■ **Given records**:
▼▼▼

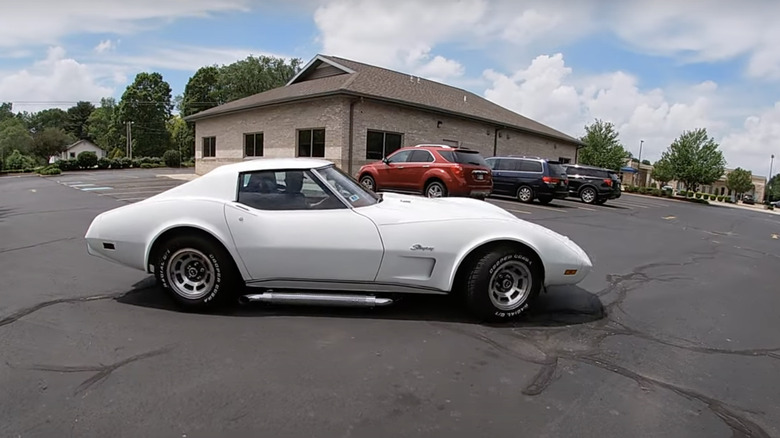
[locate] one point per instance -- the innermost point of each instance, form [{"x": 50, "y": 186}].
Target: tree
[
  {"x": 662, "y": 171},
  {"x": 602, "y": 147},
  {"x": 695, "y": 159},
  {"x": 182, "y": 137},
  {"x": 104, "y": 126},
  {"x": 147, "y": 104},
  {"x": 78, "y": 116},
  {"x": 48, "y": 118},
  {"x": 50, "y": 141},
  {"x": 254, "y": 75},
  {"x": 14, "y": 136},
  {"x": 201, "y": 92},
  {"x": 739, "y": 181}
]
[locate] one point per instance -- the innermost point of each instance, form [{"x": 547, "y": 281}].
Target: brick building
[{"x": 353, "y": 113}]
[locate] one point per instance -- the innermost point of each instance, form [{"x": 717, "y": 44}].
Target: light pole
[{"x": 769, "y": 179}]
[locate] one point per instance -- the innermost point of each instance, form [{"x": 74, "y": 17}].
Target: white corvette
[{"x": 301, "y": 230}]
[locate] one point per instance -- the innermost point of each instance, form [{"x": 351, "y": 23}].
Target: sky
[{"x": 653, "y": 68}]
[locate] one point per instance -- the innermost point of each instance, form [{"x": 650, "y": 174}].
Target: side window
[
  {"x": 400, "y": 157},
  {"x": 295, "y": 189},
  {"x": 531, "y": 166},
  {"x": 420, "y": 156}
]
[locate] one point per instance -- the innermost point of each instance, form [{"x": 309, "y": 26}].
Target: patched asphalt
[{"x": 675, "y": 333}]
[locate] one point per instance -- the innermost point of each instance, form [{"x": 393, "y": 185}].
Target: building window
[
  {"x": 253, "y": 144},
  {"x": 209, "y": 147},
  {"x": 311, "y": 143},
  {"x": 380, "y": 144}
]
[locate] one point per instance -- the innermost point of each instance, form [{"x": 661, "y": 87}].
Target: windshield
[
  {"x": 556, "y": 169},
  {"x": 464, "y": 157},
  {"x": 348, "y": 187}
]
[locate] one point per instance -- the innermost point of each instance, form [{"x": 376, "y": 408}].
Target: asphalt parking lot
[{"x": 676, "y": 333}]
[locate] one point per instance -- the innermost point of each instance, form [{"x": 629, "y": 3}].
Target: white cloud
[
  {"x": 43, "y": 22},
  {"x": 106, "y": 45},
  {"x": 56, "y": 81},
  {"x": 398, "y": 34},
  {"x": 548, "y": 91}
]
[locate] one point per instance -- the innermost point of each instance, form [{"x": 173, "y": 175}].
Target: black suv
[
  {"x": 528, "y": 178},
  {"x": 593, "y": 185}
]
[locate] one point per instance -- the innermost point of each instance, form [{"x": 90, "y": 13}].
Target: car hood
[{"x": 397, "y": 208}]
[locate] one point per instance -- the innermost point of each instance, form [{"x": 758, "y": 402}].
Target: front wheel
[
  {"x": 588, "y": 195},
  {"x": 196, "y": 272},
  {"x": 502, "y": 284},
  {"x": 368, "y": 182},
  {"x": 435, "y": 189}
]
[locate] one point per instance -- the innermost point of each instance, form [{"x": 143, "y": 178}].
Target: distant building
[
  {"x": 76, "y": 148},
  {"x": 353, "y": 113}
]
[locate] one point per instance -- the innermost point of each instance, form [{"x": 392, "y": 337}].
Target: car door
[
  {"x": 296, "y": 228},
  {"x": 501, "y": 169},
  {"x": 392, "y": 173},
  {"x": 415, "y": 167}
]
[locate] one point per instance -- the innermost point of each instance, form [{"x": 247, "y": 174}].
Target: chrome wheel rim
[
  {"x": 191, "y": 274},
  {"x": 435, "y": 191},
  {"x": 588, "y": 195},
  {"x": 510, "y": 285},
  {"x": 524, "y": 194}
]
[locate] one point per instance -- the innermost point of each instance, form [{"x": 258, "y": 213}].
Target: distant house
[
  {"x": 75, "y": 149},
  {"x": 352, "y": 113}
]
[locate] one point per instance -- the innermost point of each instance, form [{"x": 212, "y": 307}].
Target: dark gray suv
[
  {"x": 528, "y": 178},
  {"x": 593, "y": 185}
]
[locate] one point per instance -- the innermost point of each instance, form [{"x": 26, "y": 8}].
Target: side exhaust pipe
[{"x": 315, "y": 299}]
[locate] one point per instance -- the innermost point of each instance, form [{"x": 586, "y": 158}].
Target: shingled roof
[{"x": 330, "y": 75}]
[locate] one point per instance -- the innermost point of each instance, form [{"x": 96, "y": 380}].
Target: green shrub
[
  {"x": 51, "y": 169},
  {"x": 172, "y": 158},
  {"x": 87, "y": 159}
]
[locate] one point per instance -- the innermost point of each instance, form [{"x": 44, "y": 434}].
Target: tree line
[{"x": 146, "y": 107}]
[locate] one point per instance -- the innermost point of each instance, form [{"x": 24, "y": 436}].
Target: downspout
[
  {"x": 495, "y": 141},
  {"x": 351, "y": 134}
]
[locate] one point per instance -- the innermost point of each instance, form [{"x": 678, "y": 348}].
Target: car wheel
[
  {"x": 435, "y": 189},
  {"x": 588, "y": 195},
  {"x": 196, "y": 272},
  {"x": 525, "y": 194},
  {"x": 502, "y": 284},
  {"x": 368, "y": 182}
]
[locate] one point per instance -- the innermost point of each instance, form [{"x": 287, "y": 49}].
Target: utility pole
[{"x": 129, "y": 139}]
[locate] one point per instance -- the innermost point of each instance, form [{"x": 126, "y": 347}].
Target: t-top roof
[{"x": 331, "y": 75}]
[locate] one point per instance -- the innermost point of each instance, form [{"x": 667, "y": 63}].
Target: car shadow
[{"x": 558, "y": 306}]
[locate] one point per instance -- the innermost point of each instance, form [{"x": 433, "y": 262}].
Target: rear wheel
[
  {"x": 525, "y": 194},
  {"x": 502, "y": 284},
  {"x": 435, "y": 189},
  {"x": 588, "y": 195},
  {"x": 368, "y": 182},
  {"x": 196, "y": 272}
]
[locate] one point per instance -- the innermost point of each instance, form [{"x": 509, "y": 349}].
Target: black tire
[
  {"x": 525, "y": 194},
  {"x": 435, "y": 187},
  {"x": 207, "y": 264},
  {"x": 368, "y": 182},
  {"x": 491, "y": 267},
  {"x": 588, "y": 195}
]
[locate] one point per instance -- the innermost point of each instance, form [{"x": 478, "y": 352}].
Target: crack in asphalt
[
  {"x": 24, "y": 312},
  {"x": 101, "y": 371},
  {"x": 48, "y": 242},
  {"x": 548, "y": 357}
]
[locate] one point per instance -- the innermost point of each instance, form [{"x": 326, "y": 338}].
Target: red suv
[{"x": 431, "y": 170}]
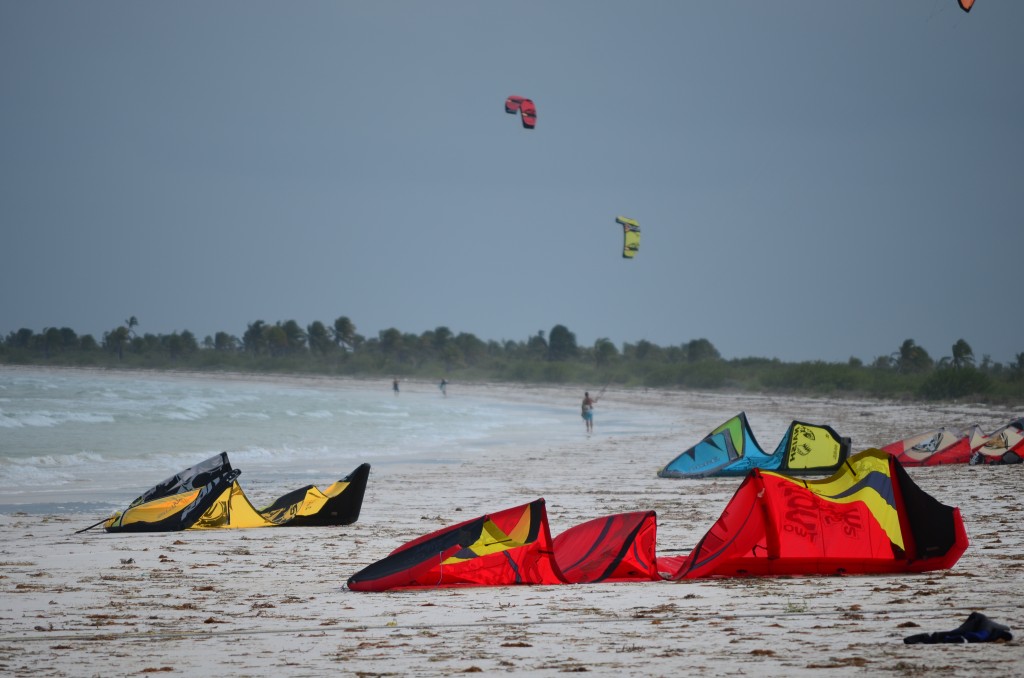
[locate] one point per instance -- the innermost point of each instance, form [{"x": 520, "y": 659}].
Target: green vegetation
[{"x": 339, "y": 349}]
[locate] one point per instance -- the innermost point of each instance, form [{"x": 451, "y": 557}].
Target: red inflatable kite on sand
[{"x": 869, "y": 517}]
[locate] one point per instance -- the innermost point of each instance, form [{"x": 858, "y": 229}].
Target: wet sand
[{"x": 273, "y": 602}]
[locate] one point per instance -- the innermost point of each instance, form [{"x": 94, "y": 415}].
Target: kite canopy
[
  {"x": 942, "y": 446},
  {"x": 631, "y": 237},
  {"x": 867, "y": 518},
  {"x": 524, "y": 107},
  {"x": 732, "y": 450},
  {"x": 207, "y": 496},
  {"x": 1004, "y": 446},
  {"x": 514, "y": 546}
]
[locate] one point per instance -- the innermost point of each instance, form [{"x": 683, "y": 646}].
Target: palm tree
[
  {"x": 344, "y": 332},
  {"x": 963, "y": 354}
]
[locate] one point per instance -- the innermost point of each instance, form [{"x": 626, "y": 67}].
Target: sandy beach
[{"x": 273, "y": 601}]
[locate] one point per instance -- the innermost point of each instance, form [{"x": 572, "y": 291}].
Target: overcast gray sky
[{"x": 814, "y": 179}]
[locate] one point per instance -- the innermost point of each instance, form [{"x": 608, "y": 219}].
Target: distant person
[{"x": 588, "y": 411}]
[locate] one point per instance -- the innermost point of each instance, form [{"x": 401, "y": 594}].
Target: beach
[{"x": 273, "y": 601}]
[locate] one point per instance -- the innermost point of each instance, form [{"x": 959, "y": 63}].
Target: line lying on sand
[{"x": 360, "y": 628}]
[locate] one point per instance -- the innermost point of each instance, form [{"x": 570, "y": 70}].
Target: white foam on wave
[{"x": 45, "y": 419}]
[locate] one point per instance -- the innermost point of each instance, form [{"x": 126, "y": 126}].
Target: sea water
[{"x": 88, "y": 440}]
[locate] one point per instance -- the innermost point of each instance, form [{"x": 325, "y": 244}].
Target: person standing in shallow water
[{"x": 588, "y": 411}]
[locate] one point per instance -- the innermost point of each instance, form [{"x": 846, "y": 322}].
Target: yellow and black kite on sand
[{"x": 208, "y": 496}]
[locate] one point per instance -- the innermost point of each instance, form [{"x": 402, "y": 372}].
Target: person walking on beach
[{"x": 588, "y": 411}]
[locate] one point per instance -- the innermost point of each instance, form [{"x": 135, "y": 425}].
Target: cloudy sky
[{"x": 814, "y": 180}]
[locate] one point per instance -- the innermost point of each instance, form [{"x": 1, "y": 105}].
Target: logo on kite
[
  {"x": 525, "y": 108},
  {"x": 631, "y": 237}
]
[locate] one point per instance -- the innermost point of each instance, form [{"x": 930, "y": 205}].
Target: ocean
[{"x": 90, "y": 440}]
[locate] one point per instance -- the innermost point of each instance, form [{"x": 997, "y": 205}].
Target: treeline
[{"x": 552, "y": 357}]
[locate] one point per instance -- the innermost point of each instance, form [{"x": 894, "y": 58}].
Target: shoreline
[{"x": 273, "y": 600}]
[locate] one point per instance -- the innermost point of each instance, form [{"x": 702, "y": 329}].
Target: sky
[{"x": 813, "y": 180}]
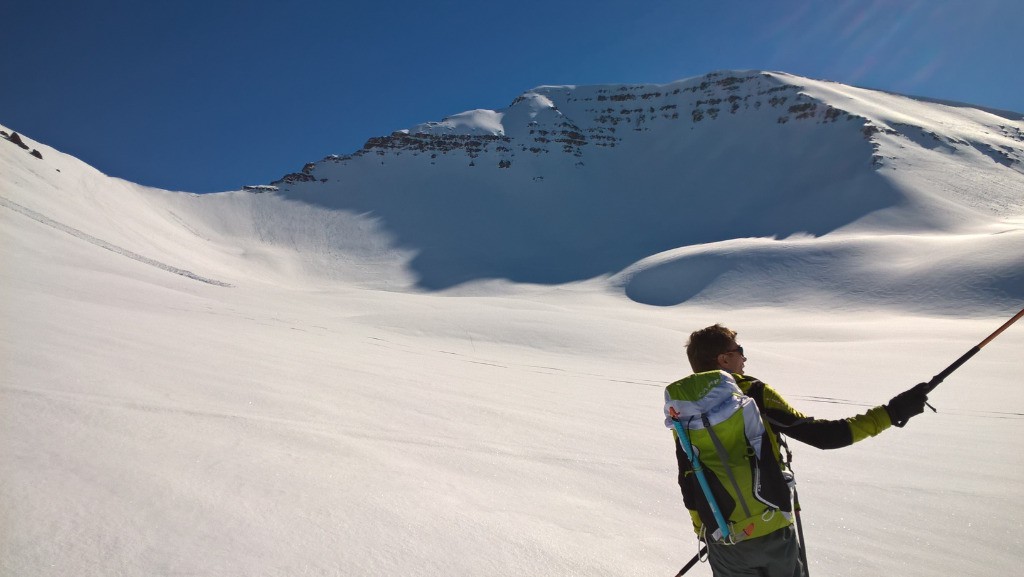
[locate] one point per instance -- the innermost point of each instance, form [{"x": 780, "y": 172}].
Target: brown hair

▲▲▲

■ **What this task involves**:
Return every line from the records above that contains the string "building". Case counts.

■ **Answer to this exercise**:
Target: brick building
Target: building window
Target: distant building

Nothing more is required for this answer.